Referring expression data:
****************************************

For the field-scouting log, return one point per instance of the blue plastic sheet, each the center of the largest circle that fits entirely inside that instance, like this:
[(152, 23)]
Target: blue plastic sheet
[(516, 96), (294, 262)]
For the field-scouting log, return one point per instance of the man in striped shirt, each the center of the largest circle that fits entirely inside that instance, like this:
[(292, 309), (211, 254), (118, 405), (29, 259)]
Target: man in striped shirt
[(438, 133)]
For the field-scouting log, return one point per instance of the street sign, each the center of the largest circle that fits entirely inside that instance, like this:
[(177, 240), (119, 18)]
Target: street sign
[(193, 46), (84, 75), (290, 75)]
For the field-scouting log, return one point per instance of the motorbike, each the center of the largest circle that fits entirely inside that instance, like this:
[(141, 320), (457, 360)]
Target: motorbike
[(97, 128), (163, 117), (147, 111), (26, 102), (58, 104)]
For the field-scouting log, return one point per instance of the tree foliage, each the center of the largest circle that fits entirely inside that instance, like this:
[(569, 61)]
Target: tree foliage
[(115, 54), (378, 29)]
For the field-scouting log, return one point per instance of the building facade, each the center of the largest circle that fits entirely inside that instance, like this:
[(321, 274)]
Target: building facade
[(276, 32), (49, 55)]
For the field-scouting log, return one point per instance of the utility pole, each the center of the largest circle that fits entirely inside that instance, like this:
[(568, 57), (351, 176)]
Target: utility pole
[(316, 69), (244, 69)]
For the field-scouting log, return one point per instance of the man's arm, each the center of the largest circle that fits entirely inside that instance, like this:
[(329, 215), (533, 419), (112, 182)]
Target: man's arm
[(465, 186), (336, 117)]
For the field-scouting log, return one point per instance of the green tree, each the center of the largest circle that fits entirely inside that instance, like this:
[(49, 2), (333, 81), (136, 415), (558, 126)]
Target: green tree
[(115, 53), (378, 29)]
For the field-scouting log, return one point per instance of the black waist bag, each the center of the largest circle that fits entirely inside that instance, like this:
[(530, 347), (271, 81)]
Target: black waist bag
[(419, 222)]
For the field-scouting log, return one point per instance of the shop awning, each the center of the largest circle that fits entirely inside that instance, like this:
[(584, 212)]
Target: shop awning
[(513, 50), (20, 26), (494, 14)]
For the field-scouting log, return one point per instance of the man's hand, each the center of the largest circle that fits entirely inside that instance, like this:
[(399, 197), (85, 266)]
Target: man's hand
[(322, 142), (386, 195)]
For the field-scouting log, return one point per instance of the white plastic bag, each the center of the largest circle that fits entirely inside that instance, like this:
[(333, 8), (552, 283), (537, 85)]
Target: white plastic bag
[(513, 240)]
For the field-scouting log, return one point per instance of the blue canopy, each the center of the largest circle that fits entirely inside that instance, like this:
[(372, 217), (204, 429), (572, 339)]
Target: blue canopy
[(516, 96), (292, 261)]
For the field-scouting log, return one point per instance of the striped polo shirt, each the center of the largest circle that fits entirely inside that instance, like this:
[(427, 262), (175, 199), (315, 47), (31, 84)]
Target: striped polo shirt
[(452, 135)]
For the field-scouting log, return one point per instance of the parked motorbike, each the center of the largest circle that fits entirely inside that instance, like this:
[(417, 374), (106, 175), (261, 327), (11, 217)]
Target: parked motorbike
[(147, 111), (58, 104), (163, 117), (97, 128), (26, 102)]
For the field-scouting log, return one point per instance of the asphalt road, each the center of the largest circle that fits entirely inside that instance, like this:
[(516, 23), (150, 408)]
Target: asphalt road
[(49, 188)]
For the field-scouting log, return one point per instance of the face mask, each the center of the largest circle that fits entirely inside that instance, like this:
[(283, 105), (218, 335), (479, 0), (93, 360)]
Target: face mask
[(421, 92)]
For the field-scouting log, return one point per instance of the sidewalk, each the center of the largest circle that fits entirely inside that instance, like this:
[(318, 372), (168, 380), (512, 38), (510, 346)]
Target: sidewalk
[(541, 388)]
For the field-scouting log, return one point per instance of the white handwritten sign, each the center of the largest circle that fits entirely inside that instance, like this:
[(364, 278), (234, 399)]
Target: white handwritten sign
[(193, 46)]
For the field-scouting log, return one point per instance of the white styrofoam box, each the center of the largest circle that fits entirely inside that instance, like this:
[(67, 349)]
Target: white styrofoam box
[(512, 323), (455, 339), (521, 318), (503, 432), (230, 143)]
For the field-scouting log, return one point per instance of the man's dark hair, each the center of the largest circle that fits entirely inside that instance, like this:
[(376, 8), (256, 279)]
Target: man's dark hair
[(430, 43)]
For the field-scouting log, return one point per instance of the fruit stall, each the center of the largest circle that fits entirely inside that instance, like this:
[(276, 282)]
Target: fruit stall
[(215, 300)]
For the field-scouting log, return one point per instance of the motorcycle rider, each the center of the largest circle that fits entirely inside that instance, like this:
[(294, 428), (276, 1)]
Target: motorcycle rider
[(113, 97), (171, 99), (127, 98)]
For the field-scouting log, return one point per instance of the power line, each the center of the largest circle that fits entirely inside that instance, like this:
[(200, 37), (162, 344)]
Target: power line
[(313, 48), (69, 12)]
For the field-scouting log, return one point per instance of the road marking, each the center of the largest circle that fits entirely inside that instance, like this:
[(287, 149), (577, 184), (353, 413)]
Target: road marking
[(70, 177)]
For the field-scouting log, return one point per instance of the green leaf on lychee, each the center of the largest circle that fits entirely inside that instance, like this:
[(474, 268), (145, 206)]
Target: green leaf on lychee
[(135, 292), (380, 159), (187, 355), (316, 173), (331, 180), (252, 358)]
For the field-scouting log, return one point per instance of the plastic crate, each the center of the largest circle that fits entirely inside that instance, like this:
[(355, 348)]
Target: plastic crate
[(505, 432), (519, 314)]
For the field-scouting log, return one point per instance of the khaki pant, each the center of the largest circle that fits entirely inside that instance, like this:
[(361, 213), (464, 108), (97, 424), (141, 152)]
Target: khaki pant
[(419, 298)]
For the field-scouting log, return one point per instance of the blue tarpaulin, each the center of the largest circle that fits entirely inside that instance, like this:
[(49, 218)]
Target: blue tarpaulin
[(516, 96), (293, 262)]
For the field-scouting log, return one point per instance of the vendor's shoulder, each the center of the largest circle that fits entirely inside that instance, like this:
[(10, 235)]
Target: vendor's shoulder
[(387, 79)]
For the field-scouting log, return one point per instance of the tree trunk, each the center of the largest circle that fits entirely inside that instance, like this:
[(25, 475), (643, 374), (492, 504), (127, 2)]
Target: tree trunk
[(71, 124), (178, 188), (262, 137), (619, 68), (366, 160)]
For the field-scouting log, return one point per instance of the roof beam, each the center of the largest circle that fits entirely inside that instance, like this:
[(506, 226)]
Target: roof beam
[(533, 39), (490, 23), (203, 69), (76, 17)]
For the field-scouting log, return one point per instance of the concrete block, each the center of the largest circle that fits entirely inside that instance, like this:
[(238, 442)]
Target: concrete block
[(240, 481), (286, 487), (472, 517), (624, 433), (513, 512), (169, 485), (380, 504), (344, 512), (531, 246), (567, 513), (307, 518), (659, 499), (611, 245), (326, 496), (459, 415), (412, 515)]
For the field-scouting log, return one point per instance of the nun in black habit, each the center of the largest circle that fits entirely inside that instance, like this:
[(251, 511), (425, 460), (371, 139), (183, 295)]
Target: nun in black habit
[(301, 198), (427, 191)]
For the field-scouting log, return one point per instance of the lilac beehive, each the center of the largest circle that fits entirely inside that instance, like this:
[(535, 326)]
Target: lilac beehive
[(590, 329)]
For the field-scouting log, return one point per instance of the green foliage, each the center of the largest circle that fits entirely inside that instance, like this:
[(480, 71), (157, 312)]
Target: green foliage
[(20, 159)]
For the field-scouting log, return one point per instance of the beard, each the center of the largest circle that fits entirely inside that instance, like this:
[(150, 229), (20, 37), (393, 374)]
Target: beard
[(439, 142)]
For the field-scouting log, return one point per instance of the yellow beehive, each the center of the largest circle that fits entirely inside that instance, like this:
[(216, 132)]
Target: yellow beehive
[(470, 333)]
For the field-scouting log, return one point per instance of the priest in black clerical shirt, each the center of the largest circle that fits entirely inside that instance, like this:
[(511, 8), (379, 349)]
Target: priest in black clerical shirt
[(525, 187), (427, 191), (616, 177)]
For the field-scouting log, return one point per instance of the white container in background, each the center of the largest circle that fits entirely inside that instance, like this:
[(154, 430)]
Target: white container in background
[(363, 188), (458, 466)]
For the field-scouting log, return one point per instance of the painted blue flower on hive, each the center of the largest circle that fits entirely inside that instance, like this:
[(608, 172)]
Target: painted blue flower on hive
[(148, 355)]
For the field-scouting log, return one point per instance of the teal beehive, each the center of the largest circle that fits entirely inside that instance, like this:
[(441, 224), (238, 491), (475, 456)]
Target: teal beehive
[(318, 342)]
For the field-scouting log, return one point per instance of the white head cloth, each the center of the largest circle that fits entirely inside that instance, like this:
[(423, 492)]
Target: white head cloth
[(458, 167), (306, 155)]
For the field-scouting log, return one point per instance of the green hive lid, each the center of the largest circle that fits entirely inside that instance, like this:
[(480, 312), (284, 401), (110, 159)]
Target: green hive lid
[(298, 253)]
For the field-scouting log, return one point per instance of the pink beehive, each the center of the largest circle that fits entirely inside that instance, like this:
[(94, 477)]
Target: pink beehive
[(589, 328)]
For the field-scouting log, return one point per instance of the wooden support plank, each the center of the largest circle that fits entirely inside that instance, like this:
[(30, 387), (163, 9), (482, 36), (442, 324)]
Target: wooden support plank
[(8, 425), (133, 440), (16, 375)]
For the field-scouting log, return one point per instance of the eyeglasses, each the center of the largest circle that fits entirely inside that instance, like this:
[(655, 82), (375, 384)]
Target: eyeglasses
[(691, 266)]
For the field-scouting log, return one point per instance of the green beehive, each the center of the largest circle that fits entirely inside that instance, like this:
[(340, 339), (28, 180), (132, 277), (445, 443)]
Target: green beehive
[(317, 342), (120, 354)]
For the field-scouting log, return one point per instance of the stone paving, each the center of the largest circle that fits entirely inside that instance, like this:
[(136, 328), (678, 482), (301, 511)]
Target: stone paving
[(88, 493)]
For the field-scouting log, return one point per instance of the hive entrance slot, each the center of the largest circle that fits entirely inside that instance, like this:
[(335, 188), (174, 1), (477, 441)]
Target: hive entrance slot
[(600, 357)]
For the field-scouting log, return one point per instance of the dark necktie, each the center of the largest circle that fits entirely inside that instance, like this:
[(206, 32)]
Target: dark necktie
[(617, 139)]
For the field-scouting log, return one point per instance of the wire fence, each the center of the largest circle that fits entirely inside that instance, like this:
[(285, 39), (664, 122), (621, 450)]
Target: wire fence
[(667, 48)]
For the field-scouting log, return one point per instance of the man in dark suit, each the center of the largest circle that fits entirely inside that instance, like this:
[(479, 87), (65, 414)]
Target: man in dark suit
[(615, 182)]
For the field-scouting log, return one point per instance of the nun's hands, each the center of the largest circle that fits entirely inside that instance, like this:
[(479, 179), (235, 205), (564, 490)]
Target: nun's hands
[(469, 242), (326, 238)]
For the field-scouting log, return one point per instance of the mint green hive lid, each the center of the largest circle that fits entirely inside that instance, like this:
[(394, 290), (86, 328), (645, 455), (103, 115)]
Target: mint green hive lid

****************************************

WHAT IS BEING ASKED >> Copy out all lines above that include the string "mint".

YOUR RESPONSE >>
For the field-scouting log, return one point per instance of the mint green hive lid, each the center of the largest circle that fits entirely inside that instance, like this:
Target: mint green hive lid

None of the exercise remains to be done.